> [EXERCISE GOAL]:
Copy every entry word for word. Skip the pictures.

> [MATERIALS PROVIDED]:
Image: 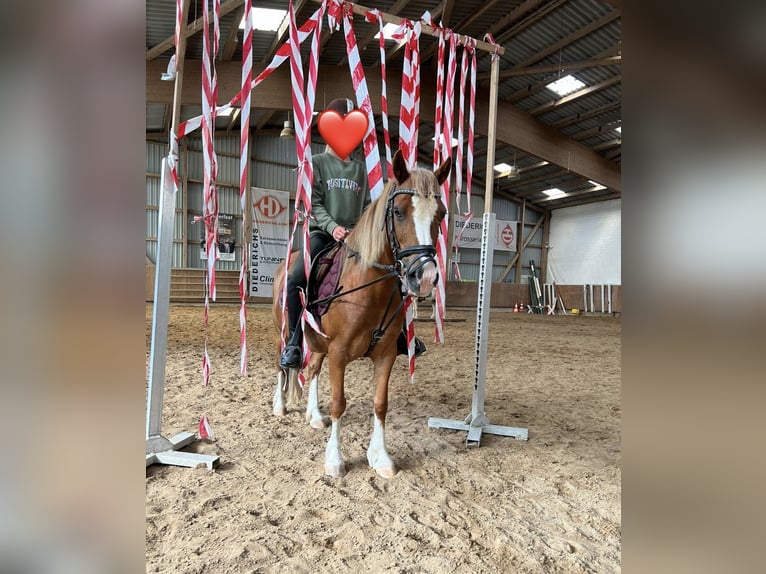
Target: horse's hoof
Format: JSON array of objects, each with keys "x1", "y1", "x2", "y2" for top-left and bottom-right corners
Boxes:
[
  {"x1": 309, "y1": 417, "x2": 327, "y2": 430},
  {"x1": 375, "y1": 466, "x2": 396, "y2": 478},
  {"x1": 324, "y1": 463, "x2": 346, "y2": 478}
]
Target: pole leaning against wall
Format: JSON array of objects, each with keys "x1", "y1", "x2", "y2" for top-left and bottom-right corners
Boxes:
[
  {"x1": 146, "y1": 0, "x2": 219, "y2": 470},
  {"x1": 428, "y1": 42, "x2": 528, "y2": 447}
]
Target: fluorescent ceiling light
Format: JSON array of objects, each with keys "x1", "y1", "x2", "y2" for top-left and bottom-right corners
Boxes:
[
  {"x1": 239, "y1": 8, "x2": 287, "y2": 32},
  {"x1": 543, "y1": 187, "x2": 566, "y2": 199},
  {"x1": 375, "y1": 22, "x2": 399, "y2": 40},
  {"x1": 545, "y1": 74, "x2": 585, "y2": 97},
  {"x1": 588, "y1": 179, "x2": 606, "y2": 191},
  {"x1": 431, "y1": 136, "x2": 458, "y2": 147}
]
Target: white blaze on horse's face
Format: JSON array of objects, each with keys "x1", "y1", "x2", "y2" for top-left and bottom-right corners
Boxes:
[{"x1": 408, "y1": 195, "x2": 439, "y2": 297}]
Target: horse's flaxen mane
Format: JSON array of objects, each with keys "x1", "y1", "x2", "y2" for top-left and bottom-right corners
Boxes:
[{"x1": 346, "y1": 167, "x2": 438, "y2": 267}]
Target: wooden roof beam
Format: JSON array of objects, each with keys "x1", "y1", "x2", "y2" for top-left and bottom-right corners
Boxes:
[
  {"x1": 552, "y1": 102, "x2": 622, "y2": 129},
  {"x1": 261, "y1": 0, "x2": 306, "y2": 63},
  {"x1": 221, "y1": 2, "x2": 245, "y2": 60},
  {"x1": 146, "y1": 60, "x2": 621, "y2": 190},
  {"x1": 528, "y1": 76, "x2": 622, "y2": 116},
  {"x1": 338, "y1": 0, "x2": 410, "y2": 66},
  {"x1": 146, "y1": 0, "x2": 242, "y2": 62}
]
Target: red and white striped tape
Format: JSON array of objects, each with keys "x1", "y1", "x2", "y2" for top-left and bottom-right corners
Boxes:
[
  {"x1": 393, "y1": 18, "x2": 422, "y2": 167},
  {"x1": 453, "y1": 36, "x2": 476, "y2": 281},
  {"x1": 200, "y1": 0, "x2": 220, "y2": 438},
  {"x1": 178, "y1": 10, "x2": 319, "y2": 139},
  {"x1": 402, "y1": 295, "x2": 415, "y2": 383},
  {"x1": 434, "y1": 31, "x2": 457, "y2": 343},
  {"x1": 239, "y1": 1, "x2": 253, "y2": 376},
  {"x1": 340, "y1": 0, "x2": 383, "y2": 201},
  {"x1": 433, "y1": 28, "x2": 447, "y2": 170},
  {"x1": 282, "y1": 0, "x2": 327, "y2": 378},
  {"x1": 365, "y1": 9, "x2": 394, "y2": 179},
  {"x1": 198, "y1": 414, "x2": 213, "y2": 438}
]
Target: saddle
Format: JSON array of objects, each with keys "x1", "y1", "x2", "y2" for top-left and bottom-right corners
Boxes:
[{"x1": 307, "y1": 241, "x2": 344, "y2": 319}]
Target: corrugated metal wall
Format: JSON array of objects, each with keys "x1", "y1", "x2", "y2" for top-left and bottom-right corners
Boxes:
[
  {"x1": 146, "y1": 135, "x2": 542, "y2": 282},
  {"x1": 450, "y1": 186, "x2": 543, "y2": 283}
]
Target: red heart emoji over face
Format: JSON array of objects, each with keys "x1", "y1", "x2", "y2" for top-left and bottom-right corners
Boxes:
[{"x1": 317, "y1": 110, "x2": 369, "y2": 159}]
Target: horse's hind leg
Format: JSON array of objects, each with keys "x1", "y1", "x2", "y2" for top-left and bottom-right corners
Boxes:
[
  {"x1": 271, "y1": 370, "x2": 287, "y2": 417},
  {"x1": 306, "y1": 374, "x2": 327, "y2": 429},
  {"x1": 367, "y1": 355, "x2": 396, "y2": 478},
  {"x1": 324, "y1": 356, "x2": 346, "y2": 478},
  {"x1": 306, "y1": 353, "x2": 327, "y2": 429}
]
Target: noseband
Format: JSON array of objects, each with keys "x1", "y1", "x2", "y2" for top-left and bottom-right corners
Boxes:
[{"x1": 385, "y1": 188, "x2": 439, "y2": 277}]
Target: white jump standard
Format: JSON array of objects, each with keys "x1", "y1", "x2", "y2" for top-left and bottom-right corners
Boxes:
[{"x1": 428, "y1": 213, "x2": 528, "y2": 447}]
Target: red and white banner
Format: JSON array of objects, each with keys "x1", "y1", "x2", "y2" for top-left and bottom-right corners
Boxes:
[
  {"x1": 250, "y1": 187, "x2": 290, "y2": 297},
  {"x1": 452, "y1": 214, "x2": 519, "y2": 251}
]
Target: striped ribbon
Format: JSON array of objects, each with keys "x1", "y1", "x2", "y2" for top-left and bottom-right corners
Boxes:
[
  {"x1": 282, "y1": 0, "x2": 327, "y2": 385},
  {"x1": 392, "y1": 18, "x2": 421, "y2": 167},
  {"x1": 452, "y1": 37, "x2": 476, "y2": 281},
  {"x1": 403, "y1": 295, "x2": 415, "y2": 383},
  {"x1": 365, "y1": 8, "x2": 394, "y2": 179},
  {"x1": 239, "y1": 0, "x2": 253, "y2": 376},
  {"x1": 200, "y1": 0, "x2": 220, "y2": 438},
  {"x1": 434, "y1": 31, "x2": 457, "y2": 343},
  {"x1": 178, "y1": 10, "x2": 320, "y2": 138},
  {"x1": 390, "y1": 18, "x2": 421, "y2": 366},
  {"x1": 342, "y1": 0, "x2": 383, "y2": 201},
  {"x1": 433, "y1": 28, "x2": 447, "y2": 170}
]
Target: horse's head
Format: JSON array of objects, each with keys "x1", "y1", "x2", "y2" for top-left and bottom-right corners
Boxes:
[{"x1": 386, "y1": 151, "x2": 452, "y2": 297}]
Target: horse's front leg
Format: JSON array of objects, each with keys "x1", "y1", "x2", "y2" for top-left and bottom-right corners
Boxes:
[
  {"x1": 306, "y1": 374, "x2": 327, "y2": 429},
  {"x1": 324, "y1": 355, "x2": 346, "y2": 478},
  {"x1": 306, "y1": 353, "x2": 327, "y2": 429},
  {"x1": 271, "y1": 369, "x2": 288, "y2": 417},
  {"x1": 367, "y1": 351, "x2": 396, "y2": 478}
]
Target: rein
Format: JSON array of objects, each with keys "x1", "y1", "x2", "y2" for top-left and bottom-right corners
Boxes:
[{"x1": 313, "y1": 184, "x2": 438, "y2": 356}]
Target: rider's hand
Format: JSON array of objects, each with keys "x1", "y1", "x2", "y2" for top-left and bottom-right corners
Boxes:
[{"x1": 332, "y1": 225, "x2": 351, "y2": 241}]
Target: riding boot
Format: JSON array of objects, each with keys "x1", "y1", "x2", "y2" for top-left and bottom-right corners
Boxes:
[
  {"x1": 279, "y1": 278, "x2": 303, "y2": 369},
  {"x1": 396, "y1": 330, "x2": 426, "y2": 357}
]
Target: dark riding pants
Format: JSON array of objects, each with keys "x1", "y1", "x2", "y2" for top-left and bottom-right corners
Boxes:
[{"x1": 287, "y1": 231, "x2": 335, "y2": 345}]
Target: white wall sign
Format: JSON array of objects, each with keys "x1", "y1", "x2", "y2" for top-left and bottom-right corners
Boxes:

> [REPLY TO THE EXERCISE]:
Image: 
Target: horse's hoof
Format: JSON array of objects, each with keys "x1", "y1", "x2", "y2" for top-left and bottom-right corners
Boxes:
[
  {"x1": 309, "y1": 417, "x2": 327, "y2": 430},
  {"x1": 375, "y1": 466, "x2": 396, "y2": 478},
  {"x1": 324, "y1": 463, "x2": 346, "y2": 478}
]
Target: pole leaning against wall
Format: JSON array of objects, each with keys "x1", "y1", "x2", "y2" for top-left and bottom-right corners
Boxes:
[
  {"x1": 146, "y1": 0, "x2": 219, "y2": 470},
  {"x1": 428, "y1": 42, "x2": 528, "y2": 447}
]
Target: fluorescent ceiling light
Format: JSON array of objects, each with keys "x1", "y1", "x2", "y2" for top-left and bottom-right corners
Boxes:
[
  {"x1": 239, "y1": 8, "x2": 287, "y2": 32},
  {"x1": 543, "y1": 187, "x2": 566, "y2": 199},
  {"x1": 375, "y1": 22, "x2": 399, "y2": 40},
  {"x1": 545, "y1": 74, "x2": 585, "y2": 97},
  {"x1": 588, "y1": 179, "x2": 606, "y2": 191},
  {"x1": 431, "y1": 136, "x2": 458, "y2": 147}
]
Target: white blaze on horse's face
Format: JSON array of objects, each with keys "x1", "y1", "x2", "y2" for top-left and bottom-right corners
Boxes:
[{"x1": 408, "y1": 195, "x2": 439, "y2": 297}]
Target: horse's flaxen mane
Format: JSON array of objects, each with keys "x1", "y1", "x2", "y2" for top-left and bottom-right corners
Boxes:
[{"x1": 346, "y1": 167, "x2": 438, "y2": 267}]
Target: wooden roof beam
Format: JSON array of objects, each with keys "x1", "y1", "x2", "y2" for top-left and bottom-right corners
Boxes:
[
  {"x1": 552, "y1": 102, "x2": 622, "y2": 129},
  {"x1": 261, "y1": 0, "x2": 306, "y2": 63},
  {"x1": 221, "y1": 2, "x2": 245, "y2": 60},
  {"x1": 146, "y1": 60, "x2": 621, "y2": 190},
  {"x1": 528, "y1": 76, "x2": 622, "y2": 116},
  {"x1": 338, "y1": 0, "x2": 410, "y2": 66},
  {"x1": 146, "y1": 0, "x2": 242, "y2": 62}
]
Target: red and white striped tape
Format: JSON array of objects, each with keys "x1", "y1", "x2", "y2" for top-left and bottom-right corners
Boxes:
[
  {"x1": 393, "y1": 18, "x2": 422, "y2": 167},
  {"x1": 453, "y1": 36, "x2": 476, "y2": 281},
  {"x1": 200, "y1": 0, "x2": 220, "y2": 438},
  {"x1": 178, "y1": 10, "x2": 319, "y2": 139},
  {"x1": 402, "y1": 295, "x2": 415, "y2": 383},
  {"x1": 434, "y1": 31, "x2": 457, "y2": 343},
  {"x1": 239, "y1": 1, "x2": 253, "y2": 376},
  {"x1": 340, "y1": 0, "x2": 383, "y2": 201},
  {"x1": 433, "y1": 28, "x2": 447, "y2": 170},
  {"x1": 282, "y1": 0, "x2": 327, "y2": 378},
  {"x1": 365, "y1": 9, "x2": 394, "y2": 179},
  {"x1": 198, "y1": 414, "x2": 213, "y2": 438}
]
Target: saddle
Format: JSON array of objects, each with keys "x1", "y1", "x2", "y2" for top-left and bottom-right corners
Boxes:
[{"x1": 307, "y1": 241, "x2": 344, "y2": 319}]
Target: corrugated metal wall
Format: JSON array of objects, each with keys "x1", "y1", "x2", "y2" for top-left and bottom-right corners
Boxes:
[
  {"x1": 146, "y1": 135, "x2": 542, "y2": 282},
  {"x1": 450, "y1": 186, "x2": 543, "y2": 283}
]
Target: red heart emoji over face
Format: JSON array of objects, each with keys "x1", "y1", "x2", "y2" for top-left and bottom-right corners
Boxes:
[{"x1": 317, "y1": 110, "x2": 369, "y2": 159}]
Target: horse's hind leg
Format: JSON array of objects, each with keys "x1", "y1", "x2", "y2" for top-left and bottom-right corners
Boxes:
[
  {"x1": 271, "y1": 370, "x2": 287, "y2": 417},
  {"x1": 306, "y1": 374, "x2": 327, "y2": 429},
  {"x1": 367, "y1": 355, "x2": 396, "y2": 478},
  {"x1": 324, "y1": 356, "x2": 346, "y2": 478},
  {"x1": 306, "y1": 353, "x2": 327, "y2": 429}
]
Target: noseband
Format: JSON array of objects, each with keys "x1", "y1", "x2", "y2" for top-left and bottom-right corners
Boxes:
[{"x1": 385, "y1": 188, "x2": 439, "y2": 277}]
Target: white jump standard
Format: JSON array of objects, each with keys "x1", "y1", "x2", "y2" for top-left and bottom-right corners
Boxes:
[{"x1": 428, "y1": 213, "x2": 528, "y2": 447}]
Target: red and white banner
Format: JSON array of objects, each with keys "x1", "y1", "x2", "y2" for top-left and bottom-right corners
Boxes:
[
  {"x1": 250, "y1": 187, "x2": 290, "y2": 297},
  {"x1": 452, "y1": 214, "x2": 519, "y2": 251}
]
Target: striped ribbon
Format: JSON array of objects, each with keys "x1", "y1", "x2", "y2" for top-left and bottom-right corners
Boxes:
[
  {"x1": 282, "y1": 0, "x2": 327, "y2": 385},
  {"x1": 392, "y1": 18, "x2": 421, "y2": 167},
  {"x1": 452, "y1": 37, "x2": 476, "y2": 281},
  {"x1": 403, "y1": 295, "x2": 415, "y2": 383},
  {"x1": 365, "y1": 8, "x2": 394, "y2": 179},
  {"x1": 239, "y1": 0, "x2": 253, "y2": 376},
  {"x1": 200, "y1": 0, "x2": 220, "y2": 438},
  {"x1": 434, "y1": 31, "x2": 457, "y2": 343},
  {"x1": 178, "y1": 10, "x2": 320, "y2": 138},
  {"x1": 390, "y1": 18, "x2": 421, "y2": 366},
  {"x1": 342, "y1": 0, "x2": 383, "y2": 201},
  {"x1": 433, "y1": 28, "x2": 447, "y2": 170}
]
Target: horse's head
Format: JSON array of objects, each with keys "x1", "y1", "x2", "y2" for top-left and bottom-right corners
Boxes:
[{"x1": 386, "y1": 151, "x2": 452, "y2": 297}]
Target: horse's front leg
Format: JSON array of objects, each with keys "x1", "y1", "x2", "y2" for top-left and bottom-right corners
Boxes:
[
  {"x1": 306, "y1": 374, "x2": 327, "y2": 429},
  {"x1": 324, "y1": 355, "x2": 346, "y2": 478},
  {"x1": 306, "y1": 353, "x2": 327, "y2": 429},
  {"x1": 271, "y1": 369, "x2": 288, "y2": 417},
  {"x1": 367, "y1": 351, "x2": 396, "y2": 478}
]
Target: rein
Format: JSON array of objects, each with keys "x1", "y1", "x2", "y2" for top-left and bottom-right corners
Boxes:
[{"x1": 313, "y1": 184, "x2": 438, "y2": 356}]
Target: rider's hand
Format: JSON array of objects, each with keys "x1", "y1", "x2", "y2" for top-left and bottom-right corners
Boxes:
[{"x1": 332, "y1": 225, "x2": 351, "y2": 241}]
Target: riding boot
Format: JSON array of objects, each with keys "x1", "y1", "x2", "y2" for top-left and bottom-right corners
Boxes:
[
  {"x1": 279, "y1": 278, "x2": 303, "y2": 369},
  {"x1": 396, "y1": 330, "x2": 426, "y2": 357}
]
Target: dark riding pants
Format: JSON array of objects, each with keys "x1", "y1", "x2", "y2" for top-left and bottom-right corners
Boxes:
[{"x1": 287, "y1": 231, "x2": 335, "y2": 345}]
Target: white wall sign
Format: JSON array of objects, each with keys "x1", "y1", "x2", "y2" for top-left and bottom-right corners
Boxes:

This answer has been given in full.